Provider executives are projecting more moderate revenue cycle IT budget growth and continued electronic health record optimization and consumer self-pay challenges, a new survey shows.
According to the annual HFMA/Navigant survey of 107 hospital and health system CFOs and revenue cycle execs, 68 percent said their revenue cycle IT budgets will increase over the next year, down from 74 percent last year.
The outlook is more optimistic among executives at smaller hospitals -- those with fewer than 300 beds. In all, 75 percent of such execs project revenue cycle IT budget growth, compared to 59 percent of execs at hospitals with more than 500 beds.
Add revenue cycle to the list of EHR-related areas of dissatisfaction -- 56 percent of execs said EHR RCM adoption challenges have been equal to or outweighed benefits. And 56 percent can't keep up with EHR upgrades or underuse EHR functions, up from 51 percent last year.
While providers appear better prepared to address consumer self-pay, 81 percent still believe the increase in consumer responsibility for costs will continue to affect their organizations, as opposed to 92 percent last year.

Records from a collection
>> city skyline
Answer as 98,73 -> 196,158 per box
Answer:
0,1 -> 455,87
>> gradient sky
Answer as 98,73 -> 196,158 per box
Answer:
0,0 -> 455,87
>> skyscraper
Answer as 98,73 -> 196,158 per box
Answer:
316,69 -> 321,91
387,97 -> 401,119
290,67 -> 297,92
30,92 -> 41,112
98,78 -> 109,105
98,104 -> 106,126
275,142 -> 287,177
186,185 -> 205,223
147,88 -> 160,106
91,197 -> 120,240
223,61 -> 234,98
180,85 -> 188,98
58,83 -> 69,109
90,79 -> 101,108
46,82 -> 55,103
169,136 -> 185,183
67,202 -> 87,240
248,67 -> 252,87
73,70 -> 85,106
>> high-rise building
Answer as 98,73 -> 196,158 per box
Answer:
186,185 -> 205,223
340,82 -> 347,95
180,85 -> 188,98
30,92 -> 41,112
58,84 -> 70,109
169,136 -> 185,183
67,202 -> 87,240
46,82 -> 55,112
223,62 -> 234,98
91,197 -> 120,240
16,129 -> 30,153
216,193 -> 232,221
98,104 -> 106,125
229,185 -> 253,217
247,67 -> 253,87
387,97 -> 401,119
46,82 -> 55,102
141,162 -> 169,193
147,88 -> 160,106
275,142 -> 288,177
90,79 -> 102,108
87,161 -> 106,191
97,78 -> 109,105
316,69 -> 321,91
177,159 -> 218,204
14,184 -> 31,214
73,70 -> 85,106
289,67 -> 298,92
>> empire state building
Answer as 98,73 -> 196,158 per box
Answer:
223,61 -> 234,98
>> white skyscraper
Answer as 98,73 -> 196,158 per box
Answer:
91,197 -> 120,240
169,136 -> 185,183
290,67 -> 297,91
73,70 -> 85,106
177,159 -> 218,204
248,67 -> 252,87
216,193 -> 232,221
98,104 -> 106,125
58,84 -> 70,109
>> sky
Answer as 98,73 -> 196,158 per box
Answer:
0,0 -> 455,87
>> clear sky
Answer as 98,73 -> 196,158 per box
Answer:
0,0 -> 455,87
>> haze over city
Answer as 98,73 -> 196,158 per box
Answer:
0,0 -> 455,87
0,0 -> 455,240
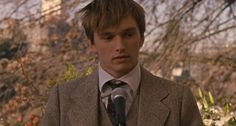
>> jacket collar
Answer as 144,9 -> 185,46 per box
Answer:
68,70 -> 99,126
68,67 -> 169,126
138,68 -> 170,126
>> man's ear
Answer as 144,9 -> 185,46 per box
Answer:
87,39 -> 97,53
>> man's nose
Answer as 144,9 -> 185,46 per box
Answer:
115,36 -> 125,51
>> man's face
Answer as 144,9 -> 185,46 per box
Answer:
89,16 -> 144,78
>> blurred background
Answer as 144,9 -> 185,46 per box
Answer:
0,0 -> 236,126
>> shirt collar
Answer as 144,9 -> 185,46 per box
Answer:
98,63 -> 141,95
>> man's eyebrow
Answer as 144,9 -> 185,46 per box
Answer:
98,27 -> 136,36
122,27 -> 136,32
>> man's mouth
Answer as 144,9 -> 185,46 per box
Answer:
113,55 -> 130,61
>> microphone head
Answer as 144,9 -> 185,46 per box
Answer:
111,87 -> 128,101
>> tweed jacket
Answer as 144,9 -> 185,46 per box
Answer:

• _Work to complete_:
(1) According to the revenue cycle survey article, how many respondents took part in the annual HFMA/Navigant survey, and who were they?
(2) List every percentage that the revenue cycle survey article gives for last year's survey, with what each one measured.
(3) Write the text that follows the final sentence of the revenue cycle survey article.

• _Answers for this exercise_:
(1) 107 hospital and health system CFOs and revenue cycle executives.

(2)
- 74 percent: executives who said their revenue cycle IT budgets would increase over the next year.
- 51 percent: executives who could not keep up with EHR upgrades or underused EHR functions.
- 92 percent: executives who believed the increase in consumer responsibility for costs would continue to affect their organizations.

(3)
At 47 percent, more hospital-based and larger hospital executives expect significant consumer self impact, compared to 33 percent of health system execs and 18 percent of smaller hospital execs.
Meanwhile, revenue integrity and EHR optimization continue to be the main focus areas for RCM improvement, with 76 percent of these areas involving or enabled by technology, the survey showed.
Competition for revenue cycle jobs is intense.
Making hiring qualified candidates even harder is that many health systems are seeking new graduates with specific degrees in healthcare management or administration. Systems are looking for proficiency with software like Epic, Cerner and Meditech, as well as strong math skills.